### Selection
Begin
Those notions, as they were not authorised by christianity, (which made no immediate and direct change in the political and personal condition of mankind) so if they had not been opposed and discountenanced,

would have given great offence to the ruling powers, in every country where the christians resided, and have very much obstructed the propagation of the christian faith.

The Holy Spirit, therefore, to guard the rising church from these mischiefs, saw fit by the apostle Peter, to admonish both the Jewish and Gentile converts, to conduct themselves as free men, so far as they could honestly become free; but not as misusing the liberty they had, (which every principle of their religion, as well as prudence, forbad) "as free (says he) and not using your liberty for a cloak of maliciousness," as if he had said,―be careful to observe a due mean, in this matter, maintain your just liberties; yet so as not to gratify your malignant passions, under pretence of discharging that duty; and the better to secure the observance of this precept, he adds, but as the servants of God, that is, remember ye are so to employ your liberty, as never to forget the service ye owe to God, and the civil magistrate, whom ye are bound to obey, not only "for wrath, for fear of punishment, but for conscience sake."
End
### Parts of the exercise
a) Copy the passage on Christian liberty starting at the words "Those notions, as" and ending after "the christian faith.", but swap "ruling powers" for "governing authorities".
b) According to the passage on Christian liberty, which apostle did the Holy Spirit use to admonish the Jewish and Gentile converts?
Rely only on the passage on Christian liberty for what follows.

### Record set
Begin
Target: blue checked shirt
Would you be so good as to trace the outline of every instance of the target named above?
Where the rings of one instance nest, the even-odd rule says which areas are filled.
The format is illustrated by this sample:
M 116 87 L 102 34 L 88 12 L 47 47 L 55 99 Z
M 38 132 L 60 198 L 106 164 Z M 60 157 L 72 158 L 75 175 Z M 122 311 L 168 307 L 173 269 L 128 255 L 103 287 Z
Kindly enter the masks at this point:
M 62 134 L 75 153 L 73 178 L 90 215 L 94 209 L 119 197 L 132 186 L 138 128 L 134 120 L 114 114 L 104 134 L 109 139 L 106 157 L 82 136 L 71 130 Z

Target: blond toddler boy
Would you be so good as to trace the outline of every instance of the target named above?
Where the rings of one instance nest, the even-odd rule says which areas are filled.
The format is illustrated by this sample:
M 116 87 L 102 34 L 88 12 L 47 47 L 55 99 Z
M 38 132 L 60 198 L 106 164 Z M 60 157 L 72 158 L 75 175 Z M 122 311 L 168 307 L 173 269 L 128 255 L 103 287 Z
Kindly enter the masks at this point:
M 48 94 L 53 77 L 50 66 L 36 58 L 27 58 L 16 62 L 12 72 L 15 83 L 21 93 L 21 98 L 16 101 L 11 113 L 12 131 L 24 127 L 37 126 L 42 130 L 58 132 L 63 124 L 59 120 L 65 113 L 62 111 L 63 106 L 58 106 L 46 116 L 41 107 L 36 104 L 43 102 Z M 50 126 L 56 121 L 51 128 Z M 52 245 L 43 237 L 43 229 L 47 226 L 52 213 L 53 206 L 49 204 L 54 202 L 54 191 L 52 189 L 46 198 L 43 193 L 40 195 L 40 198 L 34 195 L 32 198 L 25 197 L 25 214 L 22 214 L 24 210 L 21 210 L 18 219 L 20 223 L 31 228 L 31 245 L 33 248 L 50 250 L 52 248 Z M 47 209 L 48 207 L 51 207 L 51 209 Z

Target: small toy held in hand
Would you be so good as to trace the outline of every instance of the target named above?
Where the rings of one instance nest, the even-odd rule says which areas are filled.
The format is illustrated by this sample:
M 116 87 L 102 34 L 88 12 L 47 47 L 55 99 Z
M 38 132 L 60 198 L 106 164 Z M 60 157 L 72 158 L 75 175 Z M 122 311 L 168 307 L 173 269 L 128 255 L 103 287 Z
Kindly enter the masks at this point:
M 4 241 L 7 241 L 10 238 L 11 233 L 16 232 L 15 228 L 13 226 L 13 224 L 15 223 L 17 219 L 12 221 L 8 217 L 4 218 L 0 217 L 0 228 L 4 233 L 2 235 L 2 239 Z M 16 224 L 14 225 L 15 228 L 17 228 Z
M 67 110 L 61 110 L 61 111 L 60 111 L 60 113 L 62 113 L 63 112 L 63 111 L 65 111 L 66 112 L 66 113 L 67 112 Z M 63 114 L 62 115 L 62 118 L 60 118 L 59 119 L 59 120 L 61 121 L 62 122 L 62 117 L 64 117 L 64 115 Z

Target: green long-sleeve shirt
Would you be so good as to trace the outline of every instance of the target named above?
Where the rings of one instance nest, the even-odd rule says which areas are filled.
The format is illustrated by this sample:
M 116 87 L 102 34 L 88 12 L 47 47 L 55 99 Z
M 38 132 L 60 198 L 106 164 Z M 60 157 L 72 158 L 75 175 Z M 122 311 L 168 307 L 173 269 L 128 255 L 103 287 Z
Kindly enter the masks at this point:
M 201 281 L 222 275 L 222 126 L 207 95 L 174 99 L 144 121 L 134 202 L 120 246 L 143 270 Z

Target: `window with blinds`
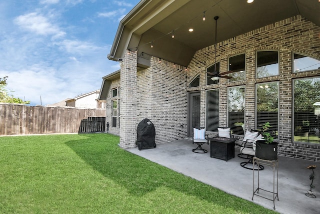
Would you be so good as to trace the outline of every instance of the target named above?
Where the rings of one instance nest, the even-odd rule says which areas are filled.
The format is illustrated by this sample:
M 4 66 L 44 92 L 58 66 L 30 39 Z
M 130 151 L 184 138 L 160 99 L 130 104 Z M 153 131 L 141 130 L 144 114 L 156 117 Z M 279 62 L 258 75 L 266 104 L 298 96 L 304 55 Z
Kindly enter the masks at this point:
M 234 134 L 244 135 L 245 86 L 228 88 L 228 126 Z
M 192 127 L 200 127 L 200 95 L 192 97 Z
M 112 127 L 116 127 L 116 119 L 118 117 L 118 102 L 116 100 L 112 101 Z
M 293 80 L 294 142 L 320 143 L 320 77 Z
M 292 54 L 294 73 L 320 69 L 320 60 L 300 54 Z
M 208 131 L 218 131 L 219 125 L 219 90 L 206 91 L 206 128 Z
M 279 83 L 268 82 L 256 85 L 256 129 L 268 122 L 272 127 L 268 131 L 276 138 L 278 137 Z

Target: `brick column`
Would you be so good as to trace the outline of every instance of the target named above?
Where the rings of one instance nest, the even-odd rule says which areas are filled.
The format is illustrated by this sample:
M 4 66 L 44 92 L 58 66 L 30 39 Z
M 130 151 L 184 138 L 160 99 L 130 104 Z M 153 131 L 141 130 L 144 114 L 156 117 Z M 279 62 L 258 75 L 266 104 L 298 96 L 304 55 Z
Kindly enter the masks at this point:
M 136 54 L 127 51 L 120 67 L 120 146 L 132 148 L 136 140 Z

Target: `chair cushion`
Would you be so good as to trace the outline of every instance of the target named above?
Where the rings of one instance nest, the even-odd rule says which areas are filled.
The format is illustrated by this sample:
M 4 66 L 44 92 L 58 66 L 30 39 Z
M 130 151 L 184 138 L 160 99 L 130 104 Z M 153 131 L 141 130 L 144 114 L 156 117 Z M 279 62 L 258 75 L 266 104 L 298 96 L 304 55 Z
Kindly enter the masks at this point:
M 247 140 L 248 140 L 248 141 L 251 141 L 251 142 L 253 143 L 253 141 L 254 140 L 254 139 L 258 136 L 258 133 L 259 132 L 251 132 L 250 131 L 246 131 L 244 139 L 242 140 L 243 141 L 246 141 Z
M 194 139 L 206 139 L 206 129 L 198 129 L 194 128 Z
M 218 128 L 218 136 L 219 137 L 230 138 L 230 128 Z
M 249 155 L 256 156 L 256 151 L 252 148 L 240 147 L 241 153 L 244 154 L 248 154 Z
M 208 141 L 206 139 L 194 139 L 194 142 L 206 143 L 208 142 Z

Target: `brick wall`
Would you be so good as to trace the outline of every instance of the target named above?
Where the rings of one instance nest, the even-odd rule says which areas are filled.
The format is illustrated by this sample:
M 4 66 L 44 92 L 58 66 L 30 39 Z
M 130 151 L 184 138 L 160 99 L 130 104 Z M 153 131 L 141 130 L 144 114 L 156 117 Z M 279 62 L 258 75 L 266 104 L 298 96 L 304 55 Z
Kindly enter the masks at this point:
M 228 83 L 220 79 L 219 84 L 206 85 L 206 71 L 214 63 L 214 46 L 196 52 L 188 66 L 188 82 L 200 74 L 200 87 L 188 92 L 201 91 L 202 124 L 205 123 L 206 91 L 220 89 L 220 125 L 226 124 L 226 91 L 229 86 L 246 85 L 245 123 L 246 129 L 254 128 L 255 84 L 264 82 L 279 82 L 279 155 L 320 161 L 320 146 L 292 142 L 292 80 L 320 75 L 320 71 L 292 73 L 292 51 L 320 58 L 320 28 L 300 16 L 286 19 L 217 44 L 217 62 L 220 70 L 227 71 L 228 57 L 246 53 L 245 81 Z M 256 79 L 256 52 L 260 50 L 279 51 L 280 75 Z
M 226 71 L 228 57 L 245 53 L 246 61 L 246 80 L 228 83 L 220 79 L 219 84 L 206 85 L 206 71 L 214 63 L 214 46 L 212 46 L 198 51 L 186 70 L 182 66 L 155 57 L 152 58 L 151 67 L 138 72 L 134 79 L 132 69 L 135 69 L 136 62 L 134 58 L 124 60 L 122 64 L 126 67 L 121 70 L 121 120 L 125 119 L 125 125 L 121 122 L 121 130 L 126 128 L 131 122 L 130 131 L 120 135 L 120 146 L 124 148 L 134 147 L 134 138 L 136 138 L 136 129 L 138 122 L 148 118 L 154 124 L 156 129 L 156 143 L 160 143 L 186 136 L 187 133 L 187 97 L 188 92 L 201 92 L 200 125 L 206 124 L 206 90 L 219 89 L 220 121 L 219 125 L 226 124 L 227 89 L 228 87 L 246 85 L 245 124 L 246 129 L 255 127 L 255 85 L 256 83 L 278 81 L 279 99 L 279 155 L 292 157 L 303 158 L 320 161 L 319 146 L 310 146 L 304 144 L 294 144 L 292 142 L 292 80 L 308 76 L 320 76 L 320 71 L 292 74 L 292 51 L 304 54 L 316 58 L 320 58 L 320 28 L 300 16 L 286 19 L 223 41 L 217 44 L 217 62 L 220 62 L 220 70 Z M 256 79 L 256 50 L 274 50 L 279 51 L 280 75 L 274 77 Z M 126 56 L 128 54 L 126 54 Z M 126 58 L 126 57 L 125 57 Z M 125 60 L 125 58 L 124 60 Z M 134 64 L 135 63 L 135 64 Z M 122 80 L 128 76 L 134 77 L 132 91 L 124 93 L 124 86 L 129 86 L 130 78 Z M 188 88 L 188 84 L 194 77 L 200 74 L 198 87 Z M 119 82 L 112 83 L 112 86 Z M 126 85 L 123 85 L 126 84 Z M 113 88 L 112 87 L 111 88 Z M 111 89 L 110 89 L 111 90 Z M 107 115 L 111 115 L 111 102 L 108 96 L 106 103 Z M 128 107 L 124 96 L 130 98 L 132 108 Z M 124 103 L 124 102 L 125 103 Z M 124 106 L 124 109 L 122 109 Z M 108 110 L 110 109 L 110 110 Z M 124 111 L 122 111 L 124 110 Z M 108 112 L 108 111 L 110 111 Z M 130 119 L 126 117 L 130 111 L 135 112 Z M 184 127 L 181 128 L 182 125 Z M 114 130 L 116 133 L 116 130 Z M 133 137 L 132 135 L 135 135 Z

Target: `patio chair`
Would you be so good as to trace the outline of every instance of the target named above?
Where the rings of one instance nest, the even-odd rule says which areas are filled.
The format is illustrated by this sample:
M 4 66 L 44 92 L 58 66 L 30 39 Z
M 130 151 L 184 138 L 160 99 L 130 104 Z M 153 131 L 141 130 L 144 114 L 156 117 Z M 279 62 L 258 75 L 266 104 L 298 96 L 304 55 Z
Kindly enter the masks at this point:
M 192 144 L 196 143 L 198 146 L 192 150 L 192 151 L 196 153 L 204 153 L 208 151 L 202 148 L 202 145 L 205 143 L 209 144 L 208 140 L 208 136 L 206 135 L 206 128 L 204 127 L 194 128 L 194 137 L 192 138 Z
M 258 167 L 256 167 L 256 166 L 254 166 L 253 165 L 254 157 L 256 156 L 256 141 L 261 140 L 262 138 L 262 136 L 260 134 L 256 138 L 256 139 L 254 139 L 254 140 L 253 143 L 246 141 L 244 142 L 242 146 L 240 147 L 240 154 L 246 155 L 246 159 L 248 160 L 247 161 L 242 162 L 240 163 L 240 165 L 241 166 L 248 169 L 254 170 L 257 170 L 258 169 L 262 170 L 264 168 L 264 167 L 261 164 L 257 165 L 257 166 L 258 166 Z M 246 144 L 247 142 L 248 143 L 251 144 L 251 147 L 246 146 Z
M 244 139 L 242 140 L 238 140 L 234 143 L 236 146 L 238 146 L 240 148 L 246 147 L 249 148 L 252 148 L 254 139 L 260 135 L 261 134 L 261 131 L 251 129 L 250 131 L 246 131 Z M 243 150 L 243 149 L 242 149 Z M 242 149 L 240 149 L 240 153 L 238 154 L 238 157 L 241 158 L 249 159 L 248 155 L 246 154 L 243 154 Z

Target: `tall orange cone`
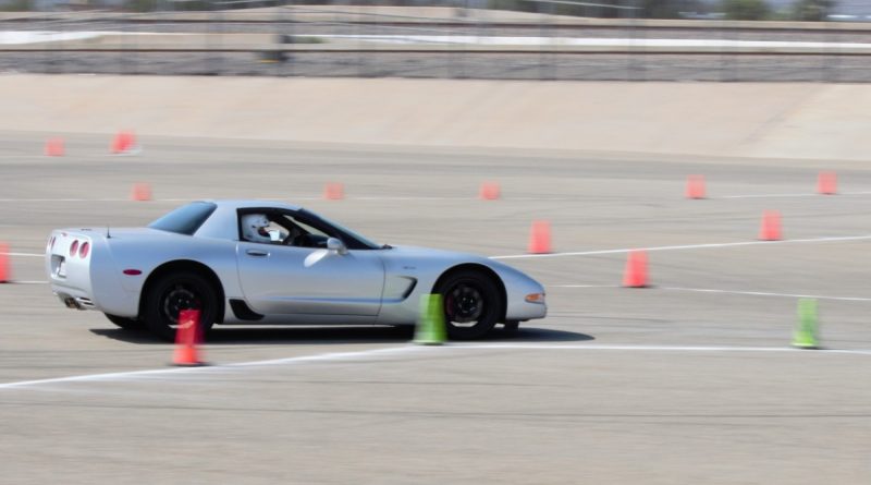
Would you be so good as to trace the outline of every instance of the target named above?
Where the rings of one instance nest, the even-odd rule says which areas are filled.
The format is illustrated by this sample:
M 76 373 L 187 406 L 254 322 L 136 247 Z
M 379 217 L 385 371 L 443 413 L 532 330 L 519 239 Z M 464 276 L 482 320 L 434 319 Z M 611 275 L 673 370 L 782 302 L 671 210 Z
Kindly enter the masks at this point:
M 175 355 L 173 365 L 197 366 L 205 365 L 199 359 L 197 345 L 203 340 L 200 334 L 198 310 L 182 310 L 179 312 L 179 328 L 175 330 Z
M 345 187 L 339 182 L 329 182 L 323 185 L 323 198 L 328 201 L 340 201 L 345 198 Z
M 150 201 L 151 199 L 151 185 L 140 182 L 133 184 L 133 192 L 131 193 L 133 201 Z
M 63 138 L 49 138 L 46 142 L 46 156 L 47 157 L 62 157 L 63 156 Z
M 12 265 L 9 263 L 9 244 L 0 243 L 0 283 L 8 283 L 12 278 Z
M 136 136 L 133 132 L 122 131 L 112 138 L 112 153 L 115 155 L 128 154 L 136 146 Z
M 687 198 L 704 198 L 704 175 L 687 177 Z
M 835 172 L 820 172 L 817 177 L 817 193 L 822 195 L 837 194 L 837 174 Z
M 646 288 L 648 286 L 646 251 L 629 252 L 629 256 L 626 258 L 626 272 L 623 275 L 623 286 L 626 288 Z
M 776 210 L 762 213 L 762 227 L 759 230 L 759 239 L 762 241 L 781 240 L 781 213 Z
M 529 232 L 529 253 L 545 254 L 551 252 L 551 223 L 547 220 L 532 221 Z
M 482 201 L 495 201 L 499 198 L 500 190 L 496 182 L 484 182 L 478 193 L 478 198 Z

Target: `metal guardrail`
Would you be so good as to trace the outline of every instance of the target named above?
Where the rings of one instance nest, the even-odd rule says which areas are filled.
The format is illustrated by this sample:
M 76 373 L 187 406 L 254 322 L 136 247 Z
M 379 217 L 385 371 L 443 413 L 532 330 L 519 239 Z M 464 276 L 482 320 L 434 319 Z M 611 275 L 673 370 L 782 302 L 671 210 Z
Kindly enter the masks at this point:
M 5 12 L 0 13 L 0 31 L 7 37 L 91 34 L 24 44 L 2 44 L 0 35 L 0 72 L 871 82 L 864 59 L 871 54 L 871 24 L 654 21 L 634 17 L 638 9 L 631 0 L 616 5 L 623 19 L 572 17 L 549 12 L 566 3 L 608 5 L 525 1 L 539 12 L 469 9 L 456 2 Z M 245 3 L 249 0 L 212 7 Z M 537 43 L 499 45 L 499 38 L 515 37 Z M 565 39 L 623 40 L 577 45 Z

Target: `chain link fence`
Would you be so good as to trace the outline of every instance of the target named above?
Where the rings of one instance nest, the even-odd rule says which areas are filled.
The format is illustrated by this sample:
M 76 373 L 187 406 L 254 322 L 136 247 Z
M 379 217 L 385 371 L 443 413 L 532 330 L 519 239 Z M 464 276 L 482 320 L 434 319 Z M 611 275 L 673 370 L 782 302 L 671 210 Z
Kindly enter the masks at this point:
M 507 1 L 524 8 L 496 9 Z M 871 81 L 871 24 L 655 21 L 641 19 L 637 2 L 263 7 L 248 0 L 137 0 L 100 9 L 42 3 L 26 11 L 8 4 L 12 11 L 0 12 L 0 71 Z

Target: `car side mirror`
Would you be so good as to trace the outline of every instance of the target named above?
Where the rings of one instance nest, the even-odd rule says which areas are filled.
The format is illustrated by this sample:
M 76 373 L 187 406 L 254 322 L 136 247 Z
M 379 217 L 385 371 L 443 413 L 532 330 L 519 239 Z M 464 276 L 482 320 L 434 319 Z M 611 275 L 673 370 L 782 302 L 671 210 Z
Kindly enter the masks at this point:
M 327 240 L 327 250 L 335 251 L 339 254 L 347 254 L 347 246 L 339 238 L 329 238 Z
End
### Results of the tasks
a)
Those notions, as they were not authorised by christianity, (which made no immediate and direct change in the political and personal condition of mankind) so if they had not been opposed and discountenanced,

would have given great offence to the governing authorities, in every country where the christians resided, and have very much obstructed the propagation of the christian faith.

b) The apostle Peter.